(Provided records):
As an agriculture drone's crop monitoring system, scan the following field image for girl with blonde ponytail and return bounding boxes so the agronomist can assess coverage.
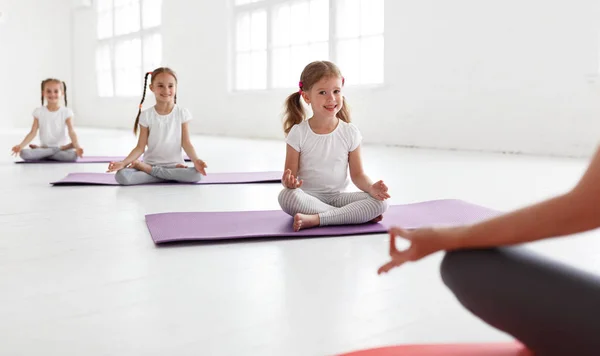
[279,61,390,231]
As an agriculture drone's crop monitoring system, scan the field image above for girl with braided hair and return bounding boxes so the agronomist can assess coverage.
[12,78,83,162]
[108,67,207,185]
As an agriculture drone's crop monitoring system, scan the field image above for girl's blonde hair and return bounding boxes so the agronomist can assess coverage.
[133,67,177,135]
[42,78,67,106]
[283,61,350,135]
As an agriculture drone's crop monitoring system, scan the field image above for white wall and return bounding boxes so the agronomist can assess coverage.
[0,0,73,129]
[74,0,600,155]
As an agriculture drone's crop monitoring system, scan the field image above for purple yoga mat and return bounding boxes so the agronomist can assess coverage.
[50,171,283,185]
[15,156,125,163]
[15,156,190,163]
[146,200,499,244]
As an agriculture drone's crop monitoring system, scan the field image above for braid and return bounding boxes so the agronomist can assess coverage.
[133,72,152,135]
[63,82,67,106]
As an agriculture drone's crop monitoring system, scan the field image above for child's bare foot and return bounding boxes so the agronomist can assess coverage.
[371,215,383,223]
[294,214,321,232]
[129,161,152,174]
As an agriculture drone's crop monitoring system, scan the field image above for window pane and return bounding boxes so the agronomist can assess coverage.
[235,53,250,90]
[307,0,329,42]
[235,0,262,6]
[96,70,114,97]
[290,1,309,45]
[271,3,290,47]
[96,11,113,39]
[235,13,250,51]
[250,51,267,89]
[306,42,329,64]
[96,0,113,12]
[336,0,361,38]
[96,44,112,70]
[291,45,311,82]
[142,0,162,28]
[360,36,383,84]
[250,10,267,50]
[143,33,162,72]
[360,0,384,36]
[271,47,290,88]
[336,39,360,85]
[115,0,140,35]
[96,45,113,97]
[115,39,143,96]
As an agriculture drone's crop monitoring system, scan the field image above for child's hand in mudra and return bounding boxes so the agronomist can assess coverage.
[369,180,390,200]
[11,145,21,156]
[194,159,208,176]
[107,161,125,172]
[281,169,303,189]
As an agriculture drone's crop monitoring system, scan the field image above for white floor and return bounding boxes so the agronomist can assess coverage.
[0,129,600,356]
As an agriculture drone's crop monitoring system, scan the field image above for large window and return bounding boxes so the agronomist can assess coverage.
[233,0,384,90]
[96,0,162,97]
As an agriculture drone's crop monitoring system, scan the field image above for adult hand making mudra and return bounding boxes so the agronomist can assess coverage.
[377,227,450,274]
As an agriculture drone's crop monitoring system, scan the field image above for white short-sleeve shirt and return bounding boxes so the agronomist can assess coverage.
[33,106,73,147]
[286,120,362,194]
[140,105,192,166]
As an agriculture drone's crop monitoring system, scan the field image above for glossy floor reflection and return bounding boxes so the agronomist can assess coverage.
[0,129,600,356]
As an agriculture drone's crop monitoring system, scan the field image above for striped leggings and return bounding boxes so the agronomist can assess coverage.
[115,166,202,185]
[19,147,77,162]
[279,188,388,226]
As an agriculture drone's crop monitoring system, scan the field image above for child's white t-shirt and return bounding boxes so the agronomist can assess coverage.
[140,105,192,166]
[33,106,73,147]
[286,120,362,194]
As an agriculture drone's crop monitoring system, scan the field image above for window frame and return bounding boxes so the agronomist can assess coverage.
[94,0,165,98]
[229,0,386,93]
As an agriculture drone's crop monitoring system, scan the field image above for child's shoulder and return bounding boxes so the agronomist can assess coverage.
[340,120,360,134]
[290,120,310,133]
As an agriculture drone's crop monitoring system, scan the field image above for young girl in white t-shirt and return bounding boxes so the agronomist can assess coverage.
[108,67,207,185]
[279,61,390,231]
[12,78,83,162]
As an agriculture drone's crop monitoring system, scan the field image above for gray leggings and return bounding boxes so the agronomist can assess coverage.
[279,188,388,226]
[441,247,600,356]
[19,147,77,162]
[115,166,202,185]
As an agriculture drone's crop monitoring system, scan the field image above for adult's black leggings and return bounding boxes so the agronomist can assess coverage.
[441,247,600,356]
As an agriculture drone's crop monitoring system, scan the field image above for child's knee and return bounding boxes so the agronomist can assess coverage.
[57,150,77,162]
[185,168,202,183]
[19,149,31,160]
[115,169,132,185]
[277,188,298,215]
[369,195,390,216]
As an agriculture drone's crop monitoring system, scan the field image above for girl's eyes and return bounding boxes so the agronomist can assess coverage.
[319,89,340,95]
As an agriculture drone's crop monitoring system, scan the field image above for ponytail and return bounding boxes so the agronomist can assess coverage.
[62,82,67,106]
[336,96,352,123]
[133,72,152,135]
[283,92,306,136]
[42,79,48,106]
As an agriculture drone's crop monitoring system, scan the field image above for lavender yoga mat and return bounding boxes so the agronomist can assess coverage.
[15,156,190,163]
[50,171,283,185]
[146,200,499,244]
[15,156,125,163]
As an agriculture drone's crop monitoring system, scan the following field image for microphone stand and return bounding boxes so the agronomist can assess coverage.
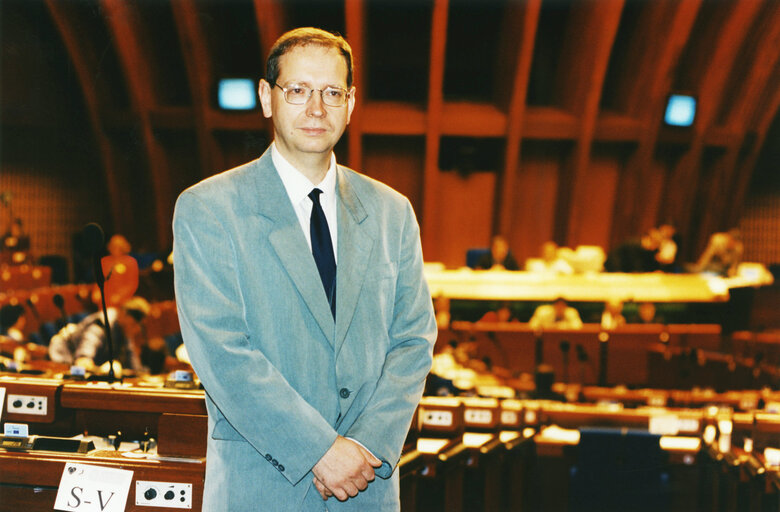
[94,237,116,384]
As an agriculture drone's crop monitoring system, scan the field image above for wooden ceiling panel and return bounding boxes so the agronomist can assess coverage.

(What the task requires): Reproduce every line of the material above as a numbered list, skipping blank lines and leaving out the pictures.

(Right answer):
1. As an agriculture drone's crop monitoring system, scan the following field image for girl with blonde ponytail and return bounding boxes so the agronomist can assess coverage.
2. [279,61,390,231]
3. As an agriculture drone's crop monitoring system, scan the field image above for girl with braided hair and return bounding boxes so the agronomist can assess coverage.
4. [12,78,83,162]
5. [108,67,207,185]
6. As an agriculture drone's crop monitoring system, scan the field image above for girl's blonde hair and return bounding boxes so the agronomist can assess coverage.
7. [133,67,177,135]
8. [42,78,67,106]
9. [283,61,350,135]
10. As an agriculture drone's crop monitoring system, scan the field image above for white wall and return bounding boxes so the agronomist can assess coverage.
11. [0,0,73,129]
12. [74,0,600,155]
13. As an agriculture drone's crop monitoring system, scan the field image above for purple yoga mat and return bounding boxes so the agronomist can assess coverage.
14. [50,171,283,185]
15. [15,156,125,163]
16. [15,156,190,163]
17. [146,200,499,244]
18. As an agriculture drone's crop monitoring system, scan the field image above for braid and return bounding boxes so the agronomist can assess coverage.
19. [133,72,152,135]
20. [63,82,67,106]
21. As an agriculture drone's crop monitoring system, scan the field image above for child's bare foot and return bounding boxes so the agronomist can assess coverage.
22. [371,215,383,223]
23. [294,214,321,232]
24. [129,161,152,174]
25. As an agriculture drone's crop monitoring system, scan the field image above for window pane and return bounding boxes so the agronomist can assess coverage.
26. [235,53,250,90]
27. [307,0,329,42]
28. [235,0,262,6]
29. [96,70,114,97]
30. [290,1,309,45]
31. [271,3,290,47]
32. [96,11,113,39]
33. [235,13,250,51]
34. [250,51,267,89]
35. [306,42,329,64]
36. [96,0,113,12]
37. [336,0,361,38]
38. [96,44,112,70]
39. [291,45,311,82]
40. [142,0,162,28]
41. [360,36,383,84]
42. [250,10,267,50]
43. [143,33,162,72]
44. [360,0,384,36]
45. [271,47,290,88]
46. [336,39,360,85]
47. [115,0,140,35]
48. [96,45,113,97]
49. [115,39,143,96]
50. As an agriculture drone's crop monitoring system, scan the field image above for child's hand in mudra and return bounding boxes so the agronomist can assess coverage.
51. [369,180,390,200]
52. [11,145,21,156]
53. [194,159,208,176]
54. [107,161,125,172]
55. [281,169,303,189]
56. As an agriculture drone's crop monitoring system, scan the field image above for white floor and return bounding boxes so the agronomist can assess coverage.
57. [0,129,600,356]
58. As an agriculture drone's crop monitoring system, scan the field image above for large window and return bounding boxes so the agronomist can assess coverage.
59. [233,0,384,90]
60. [96,0,162,97]
61. As an agriculture drone's crop monitoring system, scan the field image above for adult hand making mudra and return bounding boxes so the agronomist can assess coverage.
62. [377,227,450,274]
63. As an agriculture drone's crop monitoring system, scan the field image above for white short-sleeve shirt and return bounding boxes so the agronomist can assess coverage.
64. [33,106,73,147]
65. [286,120,362,194]
66. [140,105,192,166]
67. As an agriculture drone's crop monitoring system, scan the field image above for glossy floor reflection and return bounding boxes so the agronomist can assess coverage.
68. [0,129,600,356]
69. As an agriculture drone's crop monitoring system, scan the field image above for striped leggings and return bounding boxes so the agronomist can assess coverage.
70. [115,166,202,185]
71. [19,147,77,162]
72. [279,188,388,226]
73. As an agriculture drone's crop monitoring system, scan the field image above for child's white t-shirt and return bounding boxes so the agronomist can assess coverage.
74. [140,105,192,166]
75. [33,106,73,147]
76. [286,120,362,194]
77. As an agriculture drone's crop monitoring system, scan the field image above for window frame and return bounding boxes so the agronomist can assess coverage.
78. [94,0,165,98]
79. [229,0,386,93]
80. As an agriculture drone's crop monitoring system, scan the field image above for child's shoulder and return bounding boxes so the agronomist can assess coverage.
81. [340,120,360,134]
82. [290,120,310,133]
83. As an agriculture drone's crop monitoring system, scan the field image above for young girl in white t-shirt and return bounding boxes so the agronomist can assess coverage.
84. [108,67,207,185]
85. [279,61,390,231]
86. [12,78,83,162]
87. As an agriculture drone's crop monitoring system, scan the field image above for gray leggings and return bounding boxes so the agronomist can assess coverage.
88. [279,188,388,226]
89. [441,247,600,356]
90. [19,147,77,162]
91. [115,166,202,185]
92. As an agriculture drone's crop monitoring system, scan the field image above for adult's black leggings and return bounding boxes so the agronomist can assess coverage.
93. [441,247,600,356]
94. As an agriculture drone's crop monitoring system, scan the field image above for child's knee and return bounding boxes so the agronomist can assess coverage.
95. [57,150,77,162]
96. [185,168,202,183]
97. [19,149,31,160]
98. [115,169,132,185]
99. [277,188,298,215]
100. [369,195,390,216]
101. As an agriculture drone's crop monitoring system, scan the field image above for girl's eyes and return bounding boxes so the agronomist can assess coverage.
102. [319,89,340,95]
103. As an agriculture drone's crop monitoring system, scan the field image above for ponytail and return bounding boxes so the agronomist can assess coverage.
104. [62,82,67,106]
105. [336,96,352,123]
106. [133,72,152,135]
107. [283,92,306,136]
108. [42,79,48,106]
109. As an agriculture drone's crop monitoring system, scan the field image above for lavender yoga mat and return bounding boxes so the agronomist can assess coverage.
110. [15,156,190,163]
111. [50,171,283,185]
112. [146,200,499,244]
113. [15,156,125,163]
114. As an agriculture drone's crop monitoring system, scan the following field image for microphone stand and return bounding boxes so the agronomist can assess coverage.
115. [94,237,116,384]
116. As an agriculture drone's crop monitoring system, scan the field image above for wooden ceiling panel and return bounding boxes so the agronomist can assess coverage.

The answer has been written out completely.